INSTRUCTION A -
Rewrite the dulcimer post from "Here's my basic" to "boxes end-to-end, IMO.", replacing "mountain dulcimer" with "lap dulcimer".

"non-traditional" cigar box mountain dulcimer

Jim Damico
10/04/13 10:09:09PM

I know, "non-traditional" seems like an oxymoron when talking about cigar box instruments, but I think it will apply here. Besides, I needed a catchy title to get anyone to read about my 1st dulcimer building post. :)

Here's my basic idea, so you can decide: a 3 box mountain dulcimer using boxes of various sizes. I've scoured the internet and haven't found any images of anyone doing it this way. Even boxes of the same kind are not always exactly the same. Plus it's easier to find various sizes and it just looks more pleasing than identical boxes end-to-end, IMO.

Just to give you a visual (since I'm still in the early stages of construction), here's a drawing and how I might configure it:

Actually, I think there are 9 different arrangements but I picked the ones that sort of resemble standard "traditional" designs. The beauty of this is that I can test different arrangements near the end of construction to get the best sound. But I'm leaning towards "hourglass", or maybe the "teardrop".

"Why?" you ask. Well, in January, I will be moving to rural Thailand as a Peace Corps volunteer and wanted to take some sort of instrument (many volunteers end up taking ukeleles). I first looked at CBG (cigar box guitar) and then stick-like dulcimers. I really liked the whole concept of the mountain dulcimer and how it's played on the lap but wasn't sure I liked what was done elsewhere, of which there are few variations.

DATA RECORDS -
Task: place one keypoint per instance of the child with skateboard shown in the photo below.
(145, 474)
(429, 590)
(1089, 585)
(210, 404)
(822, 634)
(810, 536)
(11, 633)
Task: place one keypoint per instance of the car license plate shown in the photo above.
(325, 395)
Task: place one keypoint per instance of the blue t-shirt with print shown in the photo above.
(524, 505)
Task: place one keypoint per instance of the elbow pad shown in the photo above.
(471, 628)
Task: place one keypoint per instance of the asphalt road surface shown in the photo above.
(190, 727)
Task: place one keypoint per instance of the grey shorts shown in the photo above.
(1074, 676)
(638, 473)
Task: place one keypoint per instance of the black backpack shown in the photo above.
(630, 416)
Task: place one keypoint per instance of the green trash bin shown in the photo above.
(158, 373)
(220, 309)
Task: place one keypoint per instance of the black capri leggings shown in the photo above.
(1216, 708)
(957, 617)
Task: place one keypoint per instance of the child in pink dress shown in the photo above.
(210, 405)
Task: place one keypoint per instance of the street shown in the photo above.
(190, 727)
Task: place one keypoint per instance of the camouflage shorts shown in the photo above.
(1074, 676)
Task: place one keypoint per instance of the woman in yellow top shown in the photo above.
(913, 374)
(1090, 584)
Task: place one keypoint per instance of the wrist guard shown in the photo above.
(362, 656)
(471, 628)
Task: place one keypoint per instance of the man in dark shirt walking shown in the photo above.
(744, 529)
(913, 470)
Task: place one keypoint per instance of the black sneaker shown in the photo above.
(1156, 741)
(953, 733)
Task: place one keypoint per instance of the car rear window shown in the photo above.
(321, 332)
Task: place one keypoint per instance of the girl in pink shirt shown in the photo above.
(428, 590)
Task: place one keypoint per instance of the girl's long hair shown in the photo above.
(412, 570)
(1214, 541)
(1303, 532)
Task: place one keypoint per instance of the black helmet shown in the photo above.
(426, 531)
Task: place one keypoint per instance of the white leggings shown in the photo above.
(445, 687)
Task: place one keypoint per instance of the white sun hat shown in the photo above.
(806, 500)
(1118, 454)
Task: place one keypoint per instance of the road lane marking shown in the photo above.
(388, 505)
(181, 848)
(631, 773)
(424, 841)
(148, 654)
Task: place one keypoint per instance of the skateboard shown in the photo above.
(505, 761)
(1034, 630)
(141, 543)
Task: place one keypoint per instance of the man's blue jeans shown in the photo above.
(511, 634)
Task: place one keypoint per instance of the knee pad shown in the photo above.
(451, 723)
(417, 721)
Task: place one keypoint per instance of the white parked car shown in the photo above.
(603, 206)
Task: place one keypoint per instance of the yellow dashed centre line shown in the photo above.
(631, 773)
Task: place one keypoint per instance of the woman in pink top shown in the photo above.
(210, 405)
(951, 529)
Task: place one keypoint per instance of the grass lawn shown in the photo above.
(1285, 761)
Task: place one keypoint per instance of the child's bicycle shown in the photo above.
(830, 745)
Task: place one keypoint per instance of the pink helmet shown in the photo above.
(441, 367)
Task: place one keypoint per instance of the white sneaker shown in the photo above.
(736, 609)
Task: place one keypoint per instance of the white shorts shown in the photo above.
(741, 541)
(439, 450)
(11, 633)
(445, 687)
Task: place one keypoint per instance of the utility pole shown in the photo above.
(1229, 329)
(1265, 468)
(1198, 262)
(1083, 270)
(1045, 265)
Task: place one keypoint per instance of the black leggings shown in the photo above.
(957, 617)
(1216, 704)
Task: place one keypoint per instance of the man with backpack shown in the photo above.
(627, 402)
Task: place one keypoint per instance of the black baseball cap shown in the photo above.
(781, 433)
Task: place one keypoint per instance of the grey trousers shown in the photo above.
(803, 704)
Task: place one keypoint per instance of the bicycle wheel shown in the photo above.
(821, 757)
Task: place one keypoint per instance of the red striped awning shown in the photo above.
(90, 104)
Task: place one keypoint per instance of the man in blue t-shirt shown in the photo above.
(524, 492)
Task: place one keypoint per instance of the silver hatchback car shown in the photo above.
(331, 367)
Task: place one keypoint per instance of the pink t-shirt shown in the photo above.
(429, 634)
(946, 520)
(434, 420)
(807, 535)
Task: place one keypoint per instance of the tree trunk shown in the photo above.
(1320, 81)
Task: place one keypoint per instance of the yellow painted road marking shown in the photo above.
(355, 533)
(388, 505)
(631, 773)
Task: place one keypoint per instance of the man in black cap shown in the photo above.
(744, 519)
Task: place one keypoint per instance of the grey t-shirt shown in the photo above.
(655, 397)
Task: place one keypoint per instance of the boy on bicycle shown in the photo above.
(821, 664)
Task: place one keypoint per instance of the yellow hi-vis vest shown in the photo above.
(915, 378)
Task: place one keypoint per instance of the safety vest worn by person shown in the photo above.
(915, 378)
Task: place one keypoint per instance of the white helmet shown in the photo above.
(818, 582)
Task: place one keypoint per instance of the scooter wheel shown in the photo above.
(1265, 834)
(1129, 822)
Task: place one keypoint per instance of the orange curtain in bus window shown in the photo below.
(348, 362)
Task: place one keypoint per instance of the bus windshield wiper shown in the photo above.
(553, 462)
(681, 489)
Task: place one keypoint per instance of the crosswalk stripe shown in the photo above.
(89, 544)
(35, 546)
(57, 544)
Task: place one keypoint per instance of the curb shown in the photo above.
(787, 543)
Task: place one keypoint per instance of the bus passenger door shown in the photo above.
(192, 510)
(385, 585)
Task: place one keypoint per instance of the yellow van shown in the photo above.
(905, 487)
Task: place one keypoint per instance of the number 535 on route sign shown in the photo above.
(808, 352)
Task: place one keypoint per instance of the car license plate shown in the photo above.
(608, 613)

INSTRUCTION B -
Copy every line of the listing that contains the string "shirt". Case counts.

EXERCISE OUTPUT A -
Here's my basic idea, so you can decide: a 3 box lap dulcimer using boxes of various sizes. I've scoured the internet and haven't found any images of anyone doing it this way. Even boxes of the same kind are not always exactly the same. Plus it's easier to find various sizes and it just looks more pleasing than identical boxes end-to-end, IMO.

EXERCISE OUTPUT B -
Task: place one keypoint per instance of the blue t-shirt with print shown in the photo above.
Task: place one keypoint per instance of the man in dark shirt walking shown in the photo above.
Task: place one keypoint per instance of the girl in pink shirt shown in the photo above.
Task: place one keypoint per instance of the man in blue t-shirt shown in the photo above.
Task: place one keypoint per instance of the pink t-shirt shown in the photo above.
Task: place one keypoint per instance of the grey t-shirt shown in the photo above.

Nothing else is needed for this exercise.